* WHAT TO DO:
Copy the lines below word for word, skipping any image.

* RECORD EXTRACTS:
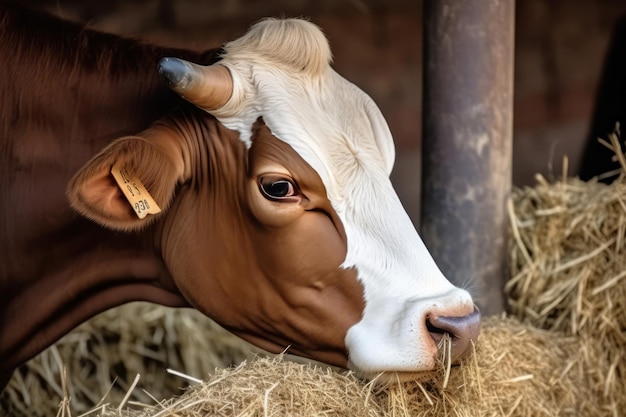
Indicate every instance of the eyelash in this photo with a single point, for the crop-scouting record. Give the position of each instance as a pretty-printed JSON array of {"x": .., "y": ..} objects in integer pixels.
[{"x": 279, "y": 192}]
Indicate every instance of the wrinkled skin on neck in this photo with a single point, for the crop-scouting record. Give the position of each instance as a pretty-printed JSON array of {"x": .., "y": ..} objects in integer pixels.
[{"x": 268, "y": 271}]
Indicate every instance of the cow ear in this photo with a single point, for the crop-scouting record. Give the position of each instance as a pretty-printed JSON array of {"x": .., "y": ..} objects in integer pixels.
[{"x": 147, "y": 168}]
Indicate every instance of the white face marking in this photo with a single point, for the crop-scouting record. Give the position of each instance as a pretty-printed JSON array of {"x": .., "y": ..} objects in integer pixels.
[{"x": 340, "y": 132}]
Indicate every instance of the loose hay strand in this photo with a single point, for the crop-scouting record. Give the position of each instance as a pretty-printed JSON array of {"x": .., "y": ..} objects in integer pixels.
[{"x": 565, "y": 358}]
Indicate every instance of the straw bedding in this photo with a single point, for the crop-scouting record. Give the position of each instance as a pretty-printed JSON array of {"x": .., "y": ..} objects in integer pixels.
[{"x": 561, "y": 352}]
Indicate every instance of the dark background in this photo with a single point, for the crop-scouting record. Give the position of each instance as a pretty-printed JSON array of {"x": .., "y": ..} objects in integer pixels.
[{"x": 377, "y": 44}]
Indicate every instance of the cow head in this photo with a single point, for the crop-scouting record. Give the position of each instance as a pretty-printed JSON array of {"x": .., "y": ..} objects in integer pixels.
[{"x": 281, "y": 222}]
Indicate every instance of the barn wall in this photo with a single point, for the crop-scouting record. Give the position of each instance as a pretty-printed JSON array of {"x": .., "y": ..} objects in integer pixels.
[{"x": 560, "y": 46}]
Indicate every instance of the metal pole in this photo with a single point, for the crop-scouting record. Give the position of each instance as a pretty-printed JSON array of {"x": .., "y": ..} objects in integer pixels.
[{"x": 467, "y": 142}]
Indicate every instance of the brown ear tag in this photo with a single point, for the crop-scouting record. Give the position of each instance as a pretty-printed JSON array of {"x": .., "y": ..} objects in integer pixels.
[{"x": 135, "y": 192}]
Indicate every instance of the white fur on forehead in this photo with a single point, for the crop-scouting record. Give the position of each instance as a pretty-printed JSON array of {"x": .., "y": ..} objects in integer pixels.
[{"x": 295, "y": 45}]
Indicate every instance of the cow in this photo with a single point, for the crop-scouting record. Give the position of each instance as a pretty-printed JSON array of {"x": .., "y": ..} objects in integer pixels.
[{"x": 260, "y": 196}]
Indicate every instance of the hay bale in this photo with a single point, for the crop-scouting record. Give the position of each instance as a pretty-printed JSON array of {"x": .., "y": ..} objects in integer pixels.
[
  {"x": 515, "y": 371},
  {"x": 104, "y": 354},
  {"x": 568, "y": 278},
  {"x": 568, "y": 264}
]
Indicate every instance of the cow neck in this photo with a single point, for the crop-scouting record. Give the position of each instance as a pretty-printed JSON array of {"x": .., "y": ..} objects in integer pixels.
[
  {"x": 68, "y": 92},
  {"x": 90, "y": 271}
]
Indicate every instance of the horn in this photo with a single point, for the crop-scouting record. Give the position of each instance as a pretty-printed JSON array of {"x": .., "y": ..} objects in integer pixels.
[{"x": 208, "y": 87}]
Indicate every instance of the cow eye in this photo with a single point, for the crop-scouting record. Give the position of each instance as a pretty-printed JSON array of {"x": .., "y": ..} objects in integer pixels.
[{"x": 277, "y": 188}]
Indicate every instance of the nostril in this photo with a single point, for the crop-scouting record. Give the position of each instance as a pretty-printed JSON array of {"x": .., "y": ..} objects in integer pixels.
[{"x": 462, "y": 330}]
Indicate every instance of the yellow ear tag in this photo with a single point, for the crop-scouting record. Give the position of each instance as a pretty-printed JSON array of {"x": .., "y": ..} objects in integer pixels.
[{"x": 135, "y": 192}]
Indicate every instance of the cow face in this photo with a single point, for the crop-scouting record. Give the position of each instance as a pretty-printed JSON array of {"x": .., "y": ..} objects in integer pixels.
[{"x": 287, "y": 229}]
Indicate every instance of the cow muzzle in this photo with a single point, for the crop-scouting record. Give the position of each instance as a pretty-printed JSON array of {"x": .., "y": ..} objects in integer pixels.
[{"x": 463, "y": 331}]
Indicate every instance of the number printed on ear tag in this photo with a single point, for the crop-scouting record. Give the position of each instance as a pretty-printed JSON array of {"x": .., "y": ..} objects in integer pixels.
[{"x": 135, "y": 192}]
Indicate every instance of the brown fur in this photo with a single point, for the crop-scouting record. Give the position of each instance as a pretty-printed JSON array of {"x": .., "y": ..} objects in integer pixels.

* OUTPUT OF THE EXERCISE:
Indicate every instance of the eyelash in this photo with a single point, for the crop-scouting record. Give the position of each instance as a pretty-printed JSON array of {"x": .., "y": ..} objects in integer pixels.
[{"x": 279, "y": 192}]
Indicate every instance of the wrinkled skin on neck in this photo with a single point, for the crop-scouting record. Give the position of each instance as a pretty-printed JSON array of {"x": .., "y": ..} objects in integer pixels.
[{"x": 268, "y": 271}]
Indicate every instance of the cow ear in this photo with a single point, for the crop-scouting record. Give the position of each instance as a pretty-printed JSON array of {"x": .., "y": ..} objects in integer pixels.
[{"x": 147, "y": 168}]
Indicate every instance of the white face marking in this photo with a single point, for the crop-scouting record. Give the position of each instance as a pretty-printed JSON array of {"x": .., "y": ..} objects in integer pixels.
[{"x": 340, "y": 132}]
Indicate every instance of the loose hay strand in this photo with a single point, for the crop-scouting record. Give the position of each instance as a pretty-printed JSON array of {"x": .., "y": ..} objects in integer pixels.
[{"x": 565, "y": 358}]
Indicate every instance of the straw bedding in this photo with a single point, for the crop-scouting record. Give the position of each instance as a pretty-printed JSON array of {"x": .., "y": ..} objects in integer pixels.
[{"x": 561, "y": 352}]
Indicate every instance of the dark background in this photo with a single point, for the crop-scouting record. Give the position of each instance as a pretty-printed JSON array of {"x": .., "y": ..} objects in integer pixels.
[{"x": 377, "y": 44}]
Indicate every instance of the cow head in this photo with a single point, for the crop-scouting record. Give the position of each instance as a pretty-printed JSON array of {"x": .., "y": ..} objects in integer pixels.
[{"x": 281, "y": 222}]
Indicate every instance of the barn wall in this photo with a single point, for the crop-scouting record. Give the position of each instance as a pretty-printed JSON array of {"x": .., "y": ..} objects in integer pixels.
[{"x": 560, "y": 46}]
Indicate every instance of the metal pole in this photo with a single point, for the crop-scouting record. Give the position of each instance as a pretty-printed JSON array of {"x": .., "y": ..} objects in integer pixels.
[{"x": 467, "y": 142}]
Indicate every instance of the brown ear tag in this photo with a single point, for the crop-scouting record. Give the position of each instance as a pretty-printed JSON array of {"x": .., "y": ..} objects in integer pixels.
[{"x": 135, "y": 192}]
Indicate every instance of the white fur on forehead in this photo with a single point, for the crop-scouting record. Give the position of each instance as a pretty-printed JSON array of {"x": .., "y": ..} objects in integer pixels.
[{"x": 295, "y": 45}]
Indicate every instance of the cow in this photo with a single point, for the crop-scouting record. Give the position of each instance as a pretty-printed JSON array of {"x": .., "y": ..} objects in integer pixels.
[{"x": 260, "y": 196}]
Indicate every instance of the hay bale in this photo with a single point, for the crop-scouting record. Give the position of each instance as a pretty-printed JSON array of {"x": .., "y": ..} objects in integer pixels.
[
  {"x": 515, "y": 371},
  {"x": 104, "y": 354},
  {"x": 568, "y": 278},
  {"x": 568, "y": 264}
]
Indicate every instance of the cow neck in this photo with a single point, for the crop-scouting record. Give the position of each instance as a pretty-printed JSON array of {"x": .., "y": ..} objects in integer pixels.
[
  {"x": 68, "y": 92},
  {"x": 90, "y": 271}
]
Indicate every instance of the horn in this photo with a single point, for the crop-scouting record. Give the position of each instance as a pretty-printed JSON array of {"x": .., "y": ..} objects in integer pixels.
[{"x": 208, "y": 87}]
Indicate every instance of the cow eye in this photo with a single point, for the crop-scouting record. Give the position of each instance as a pretty-printed JSON array of {"x": .., "y": ..} objects in integer pixels.
[{"x": 277, "y": 188}]
Indicate every instance of the nostril in this photo with a single point, for the crop-scouting record. Give the position of each instance as a pretty-printed JSON array of {"x": .., "y": ..} objects in integer pixels.
[{"x": 462, "y": 330}]
Indicate every instance of the yellow ear tag in this photo with a single point, for the crop-scouting record. Give the position of each instance as a pretty-printed JSON array of {"x": .., "y": ..} objects in integer pixels.
[{"x": 135, "y": 192}]
Indicate every instance of the cow face in this photo with a single point, for the crop-scouting record. Give the position of each instance as a pretty-printed JSON array of {"x": .., "y": ..} objects in integer pixels.
[{"x": 287, "y": 229}]
Indicate every instance of the cow muzzle in this photo with a single point, for the crop-scouting record. Give the position of each instance as a pretty-printed JSON array of {"x": .., "y": ..} objects in integer pixels.
[{"x": 463, "y": 331}]
Indicate every instance of the number printed on ear tag in this photo with a single point, for the crop-scouting record. Give the position of each instance as a pretty-printed JSON array of {"x": .., "y": ..} objects in integer pixels.
[{"x": 135, "y": 192}]
Indicate every instance of the brown fur in this photo with a single point, for the crop-scouting record. Give the position of each instance as a pretty-printed JSON array of {"x": .., "y": ..} objects in integer pixels.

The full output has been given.